= Your instructions =
Reproduce every line of the material below verbatim, from first to last, without altering anything.

= Source records =

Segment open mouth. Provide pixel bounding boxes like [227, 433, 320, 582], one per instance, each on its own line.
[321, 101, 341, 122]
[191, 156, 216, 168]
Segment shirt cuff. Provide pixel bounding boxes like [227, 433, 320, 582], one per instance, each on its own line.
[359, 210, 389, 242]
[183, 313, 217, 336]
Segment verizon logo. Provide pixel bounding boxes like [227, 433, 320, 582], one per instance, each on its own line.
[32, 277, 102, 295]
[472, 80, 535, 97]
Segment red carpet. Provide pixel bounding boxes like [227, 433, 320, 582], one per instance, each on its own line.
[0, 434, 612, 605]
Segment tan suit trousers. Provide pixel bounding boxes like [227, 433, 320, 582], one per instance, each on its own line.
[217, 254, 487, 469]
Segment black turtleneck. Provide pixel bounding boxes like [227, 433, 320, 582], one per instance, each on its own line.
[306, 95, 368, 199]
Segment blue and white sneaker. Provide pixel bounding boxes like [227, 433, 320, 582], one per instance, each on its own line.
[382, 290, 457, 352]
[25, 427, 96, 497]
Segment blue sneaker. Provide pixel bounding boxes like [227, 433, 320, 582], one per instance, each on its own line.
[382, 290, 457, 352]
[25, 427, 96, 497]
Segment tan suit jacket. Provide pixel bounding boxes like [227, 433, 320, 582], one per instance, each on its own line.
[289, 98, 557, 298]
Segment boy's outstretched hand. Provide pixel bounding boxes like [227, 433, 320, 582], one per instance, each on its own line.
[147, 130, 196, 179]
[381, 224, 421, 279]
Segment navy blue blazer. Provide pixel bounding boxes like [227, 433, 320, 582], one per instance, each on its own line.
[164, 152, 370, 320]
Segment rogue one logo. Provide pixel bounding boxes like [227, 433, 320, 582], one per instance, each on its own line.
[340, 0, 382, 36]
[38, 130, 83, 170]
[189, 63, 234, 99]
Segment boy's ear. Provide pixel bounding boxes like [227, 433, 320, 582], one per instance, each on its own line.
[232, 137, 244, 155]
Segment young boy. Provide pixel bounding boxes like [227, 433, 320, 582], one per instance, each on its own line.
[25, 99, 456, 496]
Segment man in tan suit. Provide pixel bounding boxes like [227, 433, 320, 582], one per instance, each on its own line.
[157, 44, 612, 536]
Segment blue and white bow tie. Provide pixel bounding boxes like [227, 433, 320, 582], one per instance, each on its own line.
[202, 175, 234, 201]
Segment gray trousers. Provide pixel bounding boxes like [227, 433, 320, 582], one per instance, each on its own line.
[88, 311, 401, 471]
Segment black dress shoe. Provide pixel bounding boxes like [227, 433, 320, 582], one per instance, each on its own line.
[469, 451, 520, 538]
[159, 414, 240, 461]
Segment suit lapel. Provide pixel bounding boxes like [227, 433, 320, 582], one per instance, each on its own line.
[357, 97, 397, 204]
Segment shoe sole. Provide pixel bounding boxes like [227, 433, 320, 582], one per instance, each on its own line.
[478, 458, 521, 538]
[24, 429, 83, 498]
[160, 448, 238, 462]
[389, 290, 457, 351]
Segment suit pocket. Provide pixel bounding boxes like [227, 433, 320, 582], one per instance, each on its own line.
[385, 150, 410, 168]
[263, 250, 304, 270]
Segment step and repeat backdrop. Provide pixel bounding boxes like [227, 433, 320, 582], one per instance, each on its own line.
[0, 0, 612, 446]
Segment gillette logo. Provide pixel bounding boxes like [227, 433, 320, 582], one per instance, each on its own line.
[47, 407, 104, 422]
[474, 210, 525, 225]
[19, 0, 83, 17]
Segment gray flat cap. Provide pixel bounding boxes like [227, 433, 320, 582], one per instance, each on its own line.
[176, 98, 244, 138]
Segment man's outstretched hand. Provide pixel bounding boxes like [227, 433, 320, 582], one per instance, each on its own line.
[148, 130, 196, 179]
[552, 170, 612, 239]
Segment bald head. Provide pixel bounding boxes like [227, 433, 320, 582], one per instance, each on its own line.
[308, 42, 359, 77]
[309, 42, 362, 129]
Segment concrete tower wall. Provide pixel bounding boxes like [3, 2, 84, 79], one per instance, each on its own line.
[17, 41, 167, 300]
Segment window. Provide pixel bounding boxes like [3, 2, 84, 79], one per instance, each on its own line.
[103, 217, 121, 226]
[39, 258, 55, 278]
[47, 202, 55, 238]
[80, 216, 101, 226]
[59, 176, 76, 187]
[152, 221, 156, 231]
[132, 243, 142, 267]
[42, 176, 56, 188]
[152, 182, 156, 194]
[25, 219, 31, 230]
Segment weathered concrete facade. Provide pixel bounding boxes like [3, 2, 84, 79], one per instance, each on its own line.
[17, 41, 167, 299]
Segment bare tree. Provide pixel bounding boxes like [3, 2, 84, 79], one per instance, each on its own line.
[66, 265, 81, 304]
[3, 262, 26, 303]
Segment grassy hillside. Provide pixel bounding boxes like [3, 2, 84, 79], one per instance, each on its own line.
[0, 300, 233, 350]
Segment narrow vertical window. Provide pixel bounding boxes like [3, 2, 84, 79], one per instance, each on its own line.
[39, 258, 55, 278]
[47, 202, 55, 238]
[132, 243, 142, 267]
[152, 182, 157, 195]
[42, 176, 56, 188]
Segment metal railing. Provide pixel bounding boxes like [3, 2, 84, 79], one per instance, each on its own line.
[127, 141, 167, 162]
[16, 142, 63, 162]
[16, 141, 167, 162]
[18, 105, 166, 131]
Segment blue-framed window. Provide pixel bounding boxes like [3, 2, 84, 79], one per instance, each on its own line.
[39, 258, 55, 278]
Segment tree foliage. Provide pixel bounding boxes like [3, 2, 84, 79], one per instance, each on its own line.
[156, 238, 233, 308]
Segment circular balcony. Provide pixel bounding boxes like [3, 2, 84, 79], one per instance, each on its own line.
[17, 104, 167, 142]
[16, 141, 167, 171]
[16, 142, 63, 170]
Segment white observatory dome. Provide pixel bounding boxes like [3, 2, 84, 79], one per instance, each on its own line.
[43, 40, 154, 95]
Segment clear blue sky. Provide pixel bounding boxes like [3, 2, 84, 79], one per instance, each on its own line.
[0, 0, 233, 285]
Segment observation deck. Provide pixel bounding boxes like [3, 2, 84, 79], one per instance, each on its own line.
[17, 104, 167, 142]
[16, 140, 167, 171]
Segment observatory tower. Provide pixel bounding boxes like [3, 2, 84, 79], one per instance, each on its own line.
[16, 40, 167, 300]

= Problem solution =
Segment open mouth. Provide pixel bounding boxes like [227, 433, 320, 582], one per instance, each on its own line.
[321, 101, 341, 122]
[191, 156, 216, 168]
Segment shirt cuff. Provide pixel bounding boxes like [227, 433, 320, 582], one per instance, each on its own line.
[359, 210, 389, 242]
[183, 313, 217, 336]
Segment verizon logo. Provide pixel bounding boxes like [227, 433, 320, 582], one per instance, each on its own line.
[32, 277, 102, 295]
[472, 80, 535, 97]
Segment red carpet. Provide pixel bounding boxes like [227, 433, 320, 582], one per instance, each on its own line.
[0, 434, 612, 605]
Segment tan suit trousers. Provide pixel bounding boxes like [227, 433, 320, 582], one per instance, each on its own line.
[217, 254, 487, 469]
Segment black turtleneck. Provide pixel bounding boxes like [227, 433, 320, 582], one per instance, each on its own line.
[306, 95, 368, 199]
Segment blue and white sneaker. Provide pixel bounding boxes like [227, 433, 320, 582], one per instance, each on its own line.
[382, 290, 457, 352]
[25, 427, 96, 497]
Segment blue sneaker. Provide pixel bounding boxes like [227, 433, 320, 582], one per instance, each on its own line.
[382, 290, 457, 352]
[25, 427, 96, 497]
Segment tan suit jacket. Provide pixel bounding boxes like [227, 433, 320, 582], one per instance, each on its own line.
[289, 98, 557, 298]
Segment boy's outstretched hand. Provide pixel bounding boxes like [227, 433, 320, 582], one per instance, each on its own line.
[147, 130, 196, 179]
[381, 224, 421, 279]
Segment navy blue blazer. Provide pixel bounding boxes like [227, 433, 320, 582], one per instance, each on its own line.
[164, 152, 370, 320]
Segment rogue one logo. Provide pixel bounding boxes like [227, 433, 320, 582], one per instance, each on its own line.
[340, 0, 382, 36]
[38, 130, 83, 170]
[189, 63, 234, 99]
Segment boy's ear. Provide pixel bounding boxes like [227, 433, 320, 582], one per instance, each on its own line.
[232, 137, 244, 155]
Segment young boy. Provide pixel bounding boxes like [227, 433, 320, 582], one per instance, each on its own line.
[25, 99, 456, 496]
Segment man in tan suit. Provide pixel bounding boxes like [227, 433, 320, 582], one per instance, each on its own line.
[157, 44, 612, 536]
Segment blue and white bow tie. Provide pixel bounding boxes like [227, 433, 320, 582], one per instance, each on its own line.
[202, 175, 234, 201]
Segment gray trousers. Provide pixel bounding boxes like [227, 433, 320, 582], one per instance, each on its own line.
[88, 311, 401, 471]
Segment black dress shoe. Provide pixel bounding boxes like [227, 433, 320, 582], one per instance, each on its own line.
[469, 451, 520, 538]
[159, 414, 240, 461]
Segment suit lapel. Provide pixel bounding boxes like [227, 433, 320, 582], one per instance, each on its own line.
[357, 97, 397, 204]
Segment shoe sole. Provide pixel bounding boxes like [227, 433, 320, 582], one per instance, each on its own line.
[478, 458, 521, 538]
[24, 429, 83, 498]
[160, 448, 238, 462]
[389, 290, 457, 351]
Segment suit pocket. Provide pixel bounding boxes like [227, 433, 320, 582], one per instance, each on its own line.
[385, 150, 410, 168]
[263, 250, 304, 270]
Segment step and repeat backdrop. Provide pixel bounding boxes like [227, 433, 320, 582], one per instance, each on its own line.
[0, 0, 612, 446]
Segment gillette logo. Provide pixel bounding boxes like [227, 433, 320, 582], one per instance, each on its own line.
[47, 407, 104, 422]
[474, 210, 525, 225]
[19, 0, 83, 17]
Segment gray flat cap. Provide pixel bounding boxes like [227, 433, 320, 582], one per instance, each on its own line.
[176, 98, 244, 138]
Segment man's outstretched hand. Provide pixel bounding boxes like [227, 433, 320, 582], one per instance, each on its own line.
[148, 130, 196, 179]
[552, 170, 612, 239]
Segment bald head. Provide pixel bounding boxes like [227, 433, 320, 582], one per instance, each on its own line.
[308, 42, 359, 77]
[309, 42, 362, 129]
Segment concrete tower wall. Provide pixel bounding boxes like [3, 2, 84, 79], one per instance, each on its own line.
[17, 41, 167, 300]
Segment window. Provide pixel bounding boxes like [3, 2, 84, 79], one per instance, each on its own line.
[103, 217, 121, 226]
[39, 258, 55, 278]
[47, 202, 55, 238]
[80, 216, 101, 226]
[59, 176, 76, 187]
[152, 221, 156, 231]
[132, 243, 142, 267]
[42, 176, 56, 188]
[152, 182, 156, 194]
[25, 219, 31, 230]
Segment weathered concrete facade. Provide pixel bounding boxes like [3, 2, 84, 79], one per instance, each on its own line.
[17, 41, 167, 299]
Segment bare tree. Provide pixel bounding boxes like [3, 2, 84, 79], one per instance, each on its own line.
[66, 265, 81, 304]
[3, 262, 26, 303]
Segment grassy hillside. Provide pixel bounding boxes like [3, 2, 84, 79], one per instance, each on its own line.
[0, 300, 233, 350]
Segment narrow vertical window. Provide pixel bounding boxes like [3, 2, 84, 79], one per instance, each on its own line.
[39, 258, 55, 278]
[47, 202, 55, 238]
[132, 243, 142, 267]
[152, 182, 157, 195]
[42, 176, 56, 188]
Segment metal railing. Provide pixel bounding boxes like [3, 2, 84, 79], one per instance, each on its own line.
[127, 141, 167, 162]
[16, 142, 63, 162]
[16, 141, 167, 162]
[18, 105, 166, 131]
Segment blue-framed window. Provide pixel bounding boxes like [3, 2, 84, 79], one per instance, each on its own line.
[39, 258, 55, 278]
Segment tree foliage. Provide pixel bounding boxes like [3, 2, 84, 79], one per instance, each on its own line.
[156, 238, 233, 308]
Segment circular balcony. Provide pixel bounding boxes like [3, 2, 84, 79], one per instance, each on its own line.
[17, 104, 167, 142]
[16, 141, 167, 171]
[16, 142, 63, 170]
Segment white observatory dome. Provide pixel bounding boxes like [3, 2, 84, 79], one per instance, each on its own line.
[43, 40, 154, 95]
Segment clear blue sky. Provide pixel bounding boxes like [3, 2, 84, 79], one per instance, each on its own line.
[0, 0, 233, 285]
Segment observation deck. Provide pixel bounding boxes like [3, 2, 84, 79], one per instance, each on its own line.
[17, 104, 167, 142]
[16, 140, 167, 171]
Segment observatory tower. Provide pixel bounding boxes like [3, 2, 84, 79], one per instance, each on its own line.
[16, 40, 167, 300]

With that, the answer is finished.